WRITTEN TASK: Copy out every record below with complete accuracy.

--- begin TASK MATERIAL ---

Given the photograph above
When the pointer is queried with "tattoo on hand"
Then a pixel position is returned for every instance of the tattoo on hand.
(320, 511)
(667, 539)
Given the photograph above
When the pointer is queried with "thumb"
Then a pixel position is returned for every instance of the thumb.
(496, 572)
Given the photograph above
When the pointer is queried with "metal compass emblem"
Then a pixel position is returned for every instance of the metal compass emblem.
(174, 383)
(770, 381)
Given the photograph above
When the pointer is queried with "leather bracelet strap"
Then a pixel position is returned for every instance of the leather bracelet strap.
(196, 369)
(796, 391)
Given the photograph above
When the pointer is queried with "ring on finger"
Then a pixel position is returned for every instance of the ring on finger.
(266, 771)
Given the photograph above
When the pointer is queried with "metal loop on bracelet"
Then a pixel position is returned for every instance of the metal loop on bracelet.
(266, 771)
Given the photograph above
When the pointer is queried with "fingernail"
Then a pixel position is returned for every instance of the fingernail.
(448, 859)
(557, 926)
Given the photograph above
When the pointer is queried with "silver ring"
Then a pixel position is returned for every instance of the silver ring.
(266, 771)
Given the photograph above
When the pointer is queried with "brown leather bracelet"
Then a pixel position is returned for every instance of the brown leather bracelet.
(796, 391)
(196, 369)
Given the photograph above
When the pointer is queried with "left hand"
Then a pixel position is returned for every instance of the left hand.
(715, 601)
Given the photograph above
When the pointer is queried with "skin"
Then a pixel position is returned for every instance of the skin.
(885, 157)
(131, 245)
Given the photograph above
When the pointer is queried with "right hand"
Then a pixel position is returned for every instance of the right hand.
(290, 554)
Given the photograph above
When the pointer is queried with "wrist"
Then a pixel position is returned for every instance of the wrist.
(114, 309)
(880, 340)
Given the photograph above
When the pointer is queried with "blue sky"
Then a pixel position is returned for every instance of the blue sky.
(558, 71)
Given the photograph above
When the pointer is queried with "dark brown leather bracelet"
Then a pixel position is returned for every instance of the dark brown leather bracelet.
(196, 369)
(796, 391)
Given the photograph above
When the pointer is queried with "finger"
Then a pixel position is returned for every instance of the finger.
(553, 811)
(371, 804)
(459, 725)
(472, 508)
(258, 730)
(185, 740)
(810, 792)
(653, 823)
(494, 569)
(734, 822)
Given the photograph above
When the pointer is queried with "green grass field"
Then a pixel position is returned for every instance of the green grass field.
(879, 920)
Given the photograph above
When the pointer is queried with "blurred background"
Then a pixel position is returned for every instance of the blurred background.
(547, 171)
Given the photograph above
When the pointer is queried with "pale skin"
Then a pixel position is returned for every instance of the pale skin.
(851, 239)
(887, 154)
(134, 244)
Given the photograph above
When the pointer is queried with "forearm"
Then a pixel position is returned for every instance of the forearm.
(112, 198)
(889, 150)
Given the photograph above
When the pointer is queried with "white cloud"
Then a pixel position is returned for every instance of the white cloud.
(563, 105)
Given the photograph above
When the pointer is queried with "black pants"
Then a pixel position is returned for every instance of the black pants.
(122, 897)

--- end TASK MATERIAL ---

RESPONSE TO THIS EXERCISE:
Given the photograph above
When the pointer is queried with "tattoo on hand"
Then a pixel position is returned for every instance of the tattoo on hand.
(320, 511)
(667, 539)
Given the photograph above
When the pointer is queried with "thumb"
Then a pixel position is returned for every instance of the thumb.
(496, 572)
Given the photograph above
When the pointer is queried with "metal compass emblem"
Then a pixel position is returned for every instance of the metal compass emblem.
(174, 383)
(770, 381)
Given the photograph above
When the pointer is queried with "leather bracelet strap"
Then a pixel position is returned for every instance of the leather bracelet strap.
(196, 369)
(796, 391)
Given the photograph above
When the pointer is queried with "ring on finger"
Then a pixel position is returned for every instance of the ring on finger.
(266, 771)
Given the photograph above
When the pointer is queried with "metal loop on bracelet"
Then a pixel position is returned for every instance of the metal loop on bracelet.
(266, 771)
Given the photograph above
When the pointer is queried with "fingernail"
Then a pixel position is returned for every instance of the fingernail.
(448, 859)
(557, 926)
Given the photograph above
When the pointer is queried with "silver ring"
Then a pixel position is returned for every instance of the silver ring.
(266, 771)
Given the photograph above
When the pointer is queried with "brown leather bracelet"
Then a pixel position is returned for every instance of the brown leather bracelet.
(796, 391)
(196, 369)
Given the photograph above
When the pointer is queried with "left hand"
Then a pixel position is returned for every instance of the left hand.
(715, 601)
Given the photograph above
When the pointer is queried with "skin"
Then a pixel position is returned for every instance of the skin.
(885, 157)
(131, 245)
Given the photograph above
When the pointer is queried with "right hand"
Then a pixel position is returned for every instance of the right hand.
(290, 554)
Given the photograph above
When the pointer is queried with "wrist"
Then a pixel position is returned for every instance of the wrist.
(114, 309)
(880, 340)
Given the photograph above
When the pointer is queried with "blue sky"
Then a pixel position is returned for every instance of the blue sky.
(558, 71)
Given the photograph above
When the pointer is queried with "dark brown leather bracelet"
Then a pixel position is returned for every instance of the dark brown leather bracelet.
(196, 369)
(796, 391)
Given the photograph above
When the pointer is queried with "finger"
Then a pixel position is returned for every instance of the finger.
(553, 811)
(371, 804)
(459, 725)
(472, 508)
(258, 730)
(185, 740)
(810, 792)
(653, 823)
(494, 569)
(734, 822)
Given the photograph above
When the pointer is queried with "green grass field"
Then a pixel position is returned for every instance of the green grass field.
(879, 920)
Given the photograph above
When the pointer is queried with "blurred background"
Then a pixel position is returned for every instance of the blurred background.
(547, 171)
Given the photograph above
When the pointer is queried with "pale skin"
Then a pixel position is returned for every instance of the pale skin.
(851, 239)
(887, 154)
(134, 244)
Given the photograph above
When the pointer is queried with "forearm"
Then a pixel position is returned for every instance of the forearm.
(112, 198)
(889, 150)
Given the photograph above
When the pointer is queried with "white cloud"
Then a pixel position is returned for every instance of the white cloud.
(563, 105)
Given the photograph above
When the pointer is queried with "black pants"
Then a pixel position is returned for every instance of the black pants.
(122, 897)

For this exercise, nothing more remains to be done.